▸ **What you are asked to do**
Rewrite everything from the line containing "point per instance: blurred" down to the end of the material, changing "bamboo" to "reed" and leaving all else as it is. Return only those lines.

▸ **Records for the task**

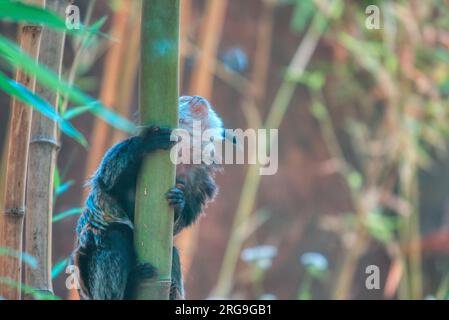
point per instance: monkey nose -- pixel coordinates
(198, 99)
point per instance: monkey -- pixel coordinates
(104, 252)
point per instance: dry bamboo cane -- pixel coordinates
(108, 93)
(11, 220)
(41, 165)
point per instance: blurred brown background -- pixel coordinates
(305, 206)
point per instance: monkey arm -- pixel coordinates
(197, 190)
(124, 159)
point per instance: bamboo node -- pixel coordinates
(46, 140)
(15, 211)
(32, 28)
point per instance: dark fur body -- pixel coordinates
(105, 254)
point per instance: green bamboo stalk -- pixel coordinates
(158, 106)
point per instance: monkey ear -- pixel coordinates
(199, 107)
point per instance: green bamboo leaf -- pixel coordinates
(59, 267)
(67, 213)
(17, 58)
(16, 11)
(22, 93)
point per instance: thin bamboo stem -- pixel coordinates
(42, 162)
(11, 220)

▸ **Task response**
point per instance: blurred brown background -- pixel coordinates
(305, 206)
point per instance: monkey arm -- pixel coordinates
(197, 190)
(124, 159)
point per instance: reed node -- pixel coordinates
(46, 140)
(15, 211)
(32, 28)
point per instance: dark fur body -- pixel coordinates
(105, 254)
point per instance: green reed stalk -- pixel coordinates
(158, 106)
point per instance: monkey ear -- pixel coordinates
(199, 107)
point per instance: green reed leaf -- pixel coordinates
(59, 267)
(67, 213)
(17, 58)
(16, 11)
(22, 93)
point per instance: thin reed stem -- pixel coordinates
(42, 162)
(11, 220)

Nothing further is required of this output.